### About this exercise
All of the entries below should be copied exactly as they appear.

[Text-to-region grounding data]
>>>

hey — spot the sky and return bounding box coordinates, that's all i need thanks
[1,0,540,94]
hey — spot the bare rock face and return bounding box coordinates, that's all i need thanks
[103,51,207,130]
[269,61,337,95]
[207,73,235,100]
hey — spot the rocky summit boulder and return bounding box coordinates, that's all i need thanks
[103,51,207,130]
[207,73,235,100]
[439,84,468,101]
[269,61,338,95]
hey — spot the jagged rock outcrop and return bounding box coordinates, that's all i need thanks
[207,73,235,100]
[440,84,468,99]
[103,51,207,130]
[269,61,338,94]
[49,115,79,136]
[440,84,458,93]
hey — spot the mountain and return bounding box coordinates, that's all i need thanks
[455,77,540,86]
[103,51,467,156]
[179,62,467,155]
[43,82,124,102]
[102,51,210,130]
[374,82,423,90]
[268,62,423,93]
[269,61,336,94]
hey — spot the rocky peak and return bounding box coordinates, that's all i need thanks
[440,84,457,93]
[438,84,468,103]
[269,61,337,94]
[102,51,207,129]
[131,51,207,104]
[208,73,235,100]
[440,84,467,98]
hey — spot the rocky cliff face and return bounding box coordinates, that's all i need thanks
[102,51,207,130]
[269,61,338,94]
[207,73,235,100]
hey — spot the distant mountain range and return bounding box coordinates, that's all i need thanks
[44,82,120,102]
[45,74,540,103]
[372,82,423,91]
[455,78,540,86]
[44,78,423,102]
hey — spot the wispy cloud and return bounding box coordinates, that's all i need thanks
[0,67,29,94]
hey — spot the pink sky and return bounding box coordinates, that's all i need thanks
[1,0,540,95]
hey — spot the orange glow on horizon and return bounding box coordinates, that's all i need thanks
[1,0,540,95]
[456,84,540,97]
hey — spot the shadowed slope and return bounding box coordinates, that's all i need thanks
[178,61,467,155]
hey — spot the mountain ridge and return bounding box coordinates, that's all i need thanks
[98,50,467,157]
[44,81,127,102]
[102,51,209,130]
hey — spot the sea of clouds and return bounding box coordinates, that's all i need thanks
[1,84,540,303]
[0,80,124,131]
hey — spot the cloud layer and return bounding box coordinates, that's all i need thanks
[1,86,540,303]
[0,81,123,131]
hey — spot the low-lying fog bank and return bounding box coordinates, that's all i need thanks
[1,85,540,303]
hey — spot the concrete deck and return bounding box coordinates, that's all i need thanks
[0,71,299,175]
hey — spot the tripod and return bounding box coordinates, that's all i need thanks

<<<

### Answer to this exercise
hey — spot the sky and return bounding box coordinates, that's all i need thanks
[1,0,540,94]
hey — spot the bare rock face and return bounding box coordinates, that's all i need thanks
[103,51,207,130]
[269,61,337,95]
[207,73,235,100]
hey — spot the rocky summit boulder and return bounding box coordinates, that's all i need thanks
[103,51,207,130]
[207,73,235,100]
[439,84,468,101]
[269,61,338,95]
hey — spot the jagged rock outcrop and return bounding box coordinates, that's all i need thanks
[207,73,235,100]
[440,84,468,99]
[103,51,207,130]
[269,61,338,94]
[49,115,79,136]
[440,84,458,93]
hey — spot the mountain and return bounding box coordinates, that's all i need thanks
[455,77,540,86]
[103,51,467,156]
[179,62,467,155]
[43,82,124,102]
[102,51,210,130]
[374,82,423,90]
[268,62,423,93]
[269,61,336,94]
hey — spot the rocky peak and return bounding box coordinates, that's all i need thanks
[440,84,457,93]
[438,84,468,103]
[269,61,337,94]
[102,51,207,129]
[131,51,207,104]
[208,73,235,100]
[440,84,467,98]
hey — spot the rocky cliff face and return bounding box coordinates, that's all i need thanks
[102,51,207,130]
[269,61,338,94]
[207,73,235,100]
hey — spot the distant mountain range and return bounding box coordinates, that's all i need thanks
[44,82,120,102]
[45,74,540,103]
[372,82,423,91]
[455,78,540,86]
[44,78,423,102]
hey — spot the wispy cloud and return bounding box coordinates, that's all i need thanks
[0,67,29,94]
hey — spot the pink sky and return bounding box coordinates, that's all i need thanks
[1,0,540,95]
hey — spot the orange glow on horizon and return bounding box coordinates, that's all i need thanks
[1,0,540,95]
[456,84,540,97]
hey — spot the shadowed slope and return bounding box coordinates, that's all i need thanks
[178,61,467,155]
hey — spot the mountain ridge and return bounding box coordinates, that's all i need thanks
[98,50,467,157]
[44,81,127,102]
[102,51,209,130]
hey — spot the sea of clouds and return bounding box coordinates, that's all i need thanks
[1,84,540,303]
[0,80,124,131]
hey — spot the cloud layer and return bounding box coordinates, that's all i need thanks
[1,86,540,303]
[0,81,123,131]
hey — spot the low-lying fog bank and return bounding box coordinates, that's all i need thanks
[1,85,540,303]
hey — spot the concrete deck and return bounding box coordinates, that's all i need thanks
[0,71,299,175]
hey — spot the tripod and return bounding box coordinates, that's all i need thanks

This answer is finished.